# Friedfischangeln(-Rute) Mittellandkanal



## Felipe95 (20. Mai 2013)

Hallo,

ich war gestern nach 3 Jahren wieder das erste mal Friedfischangeln am MLK nachdem ich die letzten 3 Jahren so gut wie nur auf Raubfisch geangelt habe.
Ich muss sagen... hat echt spaß gemacht. Ich habe mit meinem Teich-Forellen-Tackle und Posenmontage (Waggler) gefischt und die Brassen (1-1,5kg) haben alle samt Schnur von der rolle gezogen und haben echt spaß gemacht. Letztendlich bin ich zu dem Entschluss gekommen nun öfter auch mal als Ausgleich zu Zander,Barsch und Forelle auf Friedfisch zu angeln.
Dazu würde ich mir nun gerne eine neue Rute kaufen.
Zielfisch sind größere Weiß- und Friedfische.
Am wichtigsten ist mir dabei der Spaßfaktor im Drill aber man sollte natürlich auch alles gut in der "Strömung" präsentieren können.
Nun zu meiner eigentlichen Frage:
Welche Rute ("Posenrute") ist am geeignetsten ?
Gibt es Ruten mit einem gutem Preis-/Leistungsverhältnis für bis 80€ ?

Vielen Dank in Voraus !

Gruß Felix


----------



## Welpi (20. Mai 2013)

*AW: Friedfischangeln(-Rute) Mittellandkanal*

Genau für diesen Zweck habe ich mir letztes Jahr eine Daiwa Aqualite Power Float gekauft, die ich mittlerweile sehr liebe und nicht mehr hergeben würde...


----------



## Andal (20. Mai 2013)

*AW: Friedfischangeln(-Rute) Mittellandkanal*

Gib mal Daiwa Aqualite Float und Powerfloat in die Suchfunktion ein. Du wirst feststellen, dass das im Moment der Posenangelstock der ersten Wahl ist.


----------



## Gelöschte Mitglieder 136077 (20. Mai 2013)

*AW: Friedfischangeln(-Rute) Mittellandkanal*

Ich hab für den MLK u.a. ne Balzer Diabolo "Weissfisch". Ist ne sehr leichte Rute mit der man viel Spaß hat. Ansonsten wäre vielleicht ne lange Bolo interessant. An manchen Stellen kann man damit fast unter der Spitze fischen und muss nicht alle paar Minuten neu auswerfen wegen dem Schiffsverkehr.


----------



## Allrounder27 (20. Mai 2013)

ROHE DATENSÄTZE -
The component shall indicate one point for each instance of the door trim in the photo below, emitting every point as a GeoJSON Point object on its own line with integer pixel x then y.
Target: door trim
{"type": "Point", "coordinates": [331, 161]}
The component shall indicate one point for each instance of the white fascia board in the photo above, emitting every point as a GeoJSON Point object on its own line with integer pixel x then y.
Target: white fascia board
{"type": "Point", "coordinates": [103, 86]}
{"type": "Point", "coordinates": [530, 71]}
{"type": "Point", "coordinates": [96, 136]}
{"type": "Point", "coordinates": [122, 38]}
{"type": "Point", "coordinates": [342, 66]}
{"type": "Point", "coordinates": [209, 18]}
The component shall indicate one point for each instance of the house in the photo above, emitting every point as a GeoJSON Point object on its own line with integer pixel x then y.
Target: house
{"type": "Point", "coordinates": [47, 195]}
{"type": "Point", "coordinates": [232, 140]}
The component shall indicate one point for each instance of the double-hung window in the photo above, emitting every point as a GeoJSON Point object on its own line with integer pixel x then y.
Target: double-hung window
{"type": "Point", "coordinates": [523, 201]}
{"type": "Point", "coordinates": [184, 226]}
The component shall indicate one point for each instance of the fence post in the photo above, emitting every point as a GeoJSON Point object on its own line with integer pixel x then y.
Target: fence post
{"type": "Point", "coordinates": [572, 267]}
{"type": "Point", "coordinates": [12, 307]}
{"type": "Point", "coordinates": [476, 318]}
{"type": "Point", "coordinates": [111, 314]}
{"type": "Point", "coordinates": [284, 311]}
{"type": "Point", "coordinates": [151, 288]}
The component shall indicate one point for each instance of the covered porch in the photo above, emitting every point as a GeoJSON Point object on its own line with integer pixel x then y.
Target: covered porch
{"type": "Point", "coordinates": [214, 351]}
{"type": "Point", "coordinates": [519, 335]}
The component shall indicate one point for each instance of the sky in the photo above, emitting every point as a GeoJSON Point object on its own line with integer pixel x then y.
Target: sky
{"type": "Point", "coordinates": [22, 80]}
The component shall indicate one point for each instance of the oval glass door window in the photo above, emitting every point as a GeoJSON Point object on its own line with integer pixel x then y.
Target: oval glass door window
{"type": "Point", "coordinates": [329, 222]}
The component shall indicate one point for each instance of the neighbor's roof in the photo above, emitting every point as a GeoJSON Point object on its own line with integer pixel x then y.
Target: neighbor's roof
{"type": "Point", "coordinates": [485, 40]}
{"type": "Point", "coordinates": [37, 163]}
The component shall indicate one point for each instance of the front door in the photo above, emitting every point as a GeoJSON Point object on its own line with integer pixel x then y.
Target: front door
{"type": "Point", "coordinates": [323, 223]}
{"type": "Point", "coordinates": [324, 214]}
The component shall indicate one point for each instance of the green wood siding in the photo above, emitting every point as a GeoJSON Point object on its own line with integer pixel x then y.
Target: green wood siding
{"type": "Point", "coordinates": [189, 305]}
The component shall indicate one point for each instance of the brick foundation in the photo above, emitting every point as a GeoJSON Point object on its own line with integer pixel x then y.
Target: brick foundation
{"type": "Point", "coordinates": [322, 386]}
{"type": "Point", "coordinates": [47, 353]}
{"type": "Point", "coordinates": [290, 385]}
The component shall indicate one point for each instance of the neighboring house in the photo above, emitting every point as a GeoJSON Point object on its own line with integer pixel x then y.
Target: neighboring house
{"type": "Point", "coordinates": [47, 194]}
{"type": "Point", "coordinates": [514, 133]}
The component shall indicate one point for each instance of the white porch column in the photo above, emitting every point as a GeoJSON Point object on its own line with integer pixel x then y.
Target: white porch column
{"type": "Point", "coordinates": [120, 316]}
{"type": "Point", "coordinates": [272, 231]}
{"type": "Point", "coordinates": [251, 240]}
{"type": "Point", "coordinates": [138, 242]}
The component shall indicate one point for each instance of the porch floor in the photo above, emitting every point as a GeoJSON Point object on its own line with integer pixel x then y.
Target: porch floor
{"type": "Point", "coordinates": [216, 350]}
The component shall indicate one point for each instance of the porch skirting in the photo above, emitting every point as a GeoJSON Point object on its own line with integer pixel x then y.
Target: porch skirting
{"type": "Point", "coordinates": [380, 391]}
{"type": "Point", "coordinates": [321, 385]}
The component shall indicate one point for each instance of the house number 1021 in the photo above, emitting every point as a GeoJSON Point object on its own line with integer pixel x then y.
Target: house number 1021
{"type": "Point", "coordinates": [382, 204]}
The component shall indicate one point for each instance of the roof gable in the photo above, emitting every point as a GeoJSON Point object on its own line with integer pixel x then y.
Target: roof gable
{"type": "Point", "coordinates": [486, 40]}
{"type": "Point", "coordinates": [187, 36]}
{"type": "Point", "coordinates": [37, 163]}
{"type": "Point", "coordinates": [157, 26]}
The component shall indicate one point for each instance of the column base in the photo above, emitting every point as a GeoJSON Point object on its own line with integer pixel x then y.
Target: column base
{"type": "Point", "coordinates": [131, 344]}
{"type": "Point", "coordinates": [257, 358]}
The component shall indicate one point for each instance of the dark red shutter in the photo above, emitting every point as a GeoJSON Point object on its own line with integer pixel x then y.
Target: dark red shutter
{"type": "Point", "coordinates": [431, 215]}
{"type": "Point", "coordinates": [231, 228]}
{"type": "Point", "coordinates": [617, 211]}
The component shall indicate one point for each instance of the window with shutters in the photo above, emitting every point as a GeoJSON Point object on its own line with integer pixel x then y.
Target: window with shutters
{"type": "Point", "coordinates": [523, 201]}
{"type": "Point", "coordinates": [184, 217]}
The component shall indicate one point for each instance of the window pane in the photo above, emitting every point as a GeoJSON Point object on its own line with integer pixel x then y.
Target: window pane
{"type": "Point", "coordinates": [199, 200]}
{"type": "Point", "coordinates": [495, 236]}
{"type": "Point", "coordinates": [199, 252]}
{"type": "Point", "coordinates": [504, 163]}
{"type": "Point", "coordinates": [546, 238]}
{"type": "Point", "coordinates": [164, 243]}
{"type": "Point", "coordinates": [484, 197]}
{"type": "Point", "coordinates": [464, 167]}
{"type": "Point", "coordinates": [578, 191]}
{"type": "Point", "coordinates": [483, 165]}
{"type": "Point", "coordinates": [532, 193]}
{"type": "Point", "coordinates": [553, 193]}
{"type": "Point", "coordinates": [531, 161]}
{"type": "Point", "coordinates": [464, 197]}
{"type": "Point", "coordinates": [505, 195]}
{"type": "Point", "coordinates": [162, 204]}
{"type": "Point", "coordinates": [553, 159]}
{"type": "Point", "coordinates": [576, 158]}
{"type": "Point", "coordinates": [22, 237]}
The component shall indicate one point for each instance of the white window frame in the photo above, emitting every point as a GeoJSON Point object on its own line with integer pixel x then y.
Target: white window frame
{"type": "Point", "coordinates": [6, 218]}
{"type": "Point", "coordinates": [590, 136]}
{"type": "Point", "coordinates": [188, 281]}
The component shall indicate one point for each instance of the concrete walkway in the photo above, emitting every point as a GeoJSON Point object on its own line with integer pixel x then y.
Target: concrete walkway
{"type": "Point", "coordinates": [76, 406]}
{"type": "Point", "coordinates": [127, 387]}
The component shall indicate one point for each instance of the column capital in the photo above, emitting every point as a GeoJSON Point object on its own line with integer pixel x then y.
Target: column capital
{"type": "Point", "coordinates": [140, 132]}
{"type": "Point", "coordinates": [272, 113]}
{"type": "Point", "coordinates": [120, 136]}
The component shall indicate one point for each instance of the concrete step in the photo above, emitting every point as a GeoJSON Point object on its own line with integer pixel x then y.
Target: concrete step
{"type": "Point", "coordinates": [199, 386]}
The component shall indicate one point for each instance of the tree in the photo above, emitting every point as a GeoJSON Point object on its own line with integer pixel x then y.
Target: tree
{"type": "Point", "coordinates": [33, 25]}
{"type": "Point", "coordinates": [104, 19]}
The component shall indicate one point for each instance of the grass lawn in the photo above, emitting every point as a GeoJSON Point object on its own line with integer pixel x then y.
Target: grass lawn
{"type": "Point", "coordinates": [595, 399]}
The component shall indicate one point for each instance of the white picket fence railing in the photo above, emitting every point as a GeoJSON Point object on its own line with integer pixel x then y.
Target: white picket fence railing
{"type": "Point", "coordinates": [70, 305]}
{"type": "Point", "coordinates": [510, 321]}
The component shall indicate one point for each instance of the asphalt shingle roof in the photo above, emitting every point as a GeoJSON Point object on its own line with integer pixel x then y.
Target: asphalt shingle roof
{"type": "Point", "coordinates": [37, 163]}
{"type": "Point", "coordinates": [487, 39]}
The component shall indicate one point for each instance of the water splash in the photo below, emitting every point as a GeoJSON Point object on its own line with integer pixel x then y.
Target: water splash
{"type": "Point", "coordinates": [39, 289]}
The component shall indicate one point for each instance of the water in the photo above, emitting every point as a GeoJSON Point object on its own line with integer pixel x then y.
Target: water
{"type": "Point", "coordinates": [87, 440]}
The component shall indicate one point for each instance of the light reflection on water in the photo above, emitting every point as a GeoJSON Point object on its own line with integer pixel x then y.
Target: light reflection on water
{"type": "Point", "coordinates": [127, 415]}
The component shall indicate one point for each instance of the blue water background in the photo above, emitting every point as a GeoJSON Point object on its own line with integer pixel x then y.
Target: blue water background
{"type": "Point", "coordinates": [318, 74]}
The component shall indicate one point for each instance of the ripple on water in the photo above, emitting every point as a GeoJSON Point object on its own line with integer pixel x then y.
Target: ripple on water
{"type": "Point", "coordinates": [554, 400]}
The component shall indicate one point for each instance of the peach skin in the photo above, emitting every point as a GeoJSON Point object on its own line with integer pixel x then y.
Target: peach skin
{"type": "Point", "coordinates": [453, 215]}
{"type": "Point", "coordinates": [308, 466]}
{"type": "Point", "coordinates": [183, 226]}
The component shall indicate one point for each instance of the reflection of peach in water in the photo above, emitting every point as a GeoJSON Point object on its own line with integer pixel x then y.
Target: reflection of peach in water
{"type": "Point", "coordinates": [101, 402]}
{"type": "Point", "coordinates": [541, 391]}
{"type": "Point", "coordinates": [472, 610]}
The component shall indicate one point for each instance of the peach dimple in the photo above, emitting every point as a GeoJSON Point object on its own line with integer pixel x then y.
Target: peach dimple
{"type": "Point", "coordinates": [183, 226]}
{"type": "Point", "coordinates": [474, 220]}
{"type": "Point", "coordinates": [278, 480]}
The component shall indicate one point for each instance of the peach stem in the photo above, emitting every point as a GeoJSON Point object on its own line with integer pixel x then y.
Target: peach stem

ZU LÖSENDE AUFGABE -
Gib aus dem Forumsthread zur Friedfischrute den Abschnitt von „Ich muss sagen...“ bis „Friedfisch zu angeln.“ wortgetreu wieder. Stütze dich ausschließlich auf den Forumsthread.

ANTWORT ZUR AUFGABE -
Ich muss sagen... hat echt spaß gemacht. Ich habe mit meinem Teich-Forellen-Tackle und Posenmontage (Waggler) gefischt und die Brassen (1-1,5kg) haben alle samt Schnur von der rolle gezogen und haben echt spaß gemacht. Letztendlich bin ich zu dem Entschluss gekommen nun öfter auch mal als Ausgleich zu Zander,Barsch und Forelle auf Friedfisch zu angeln.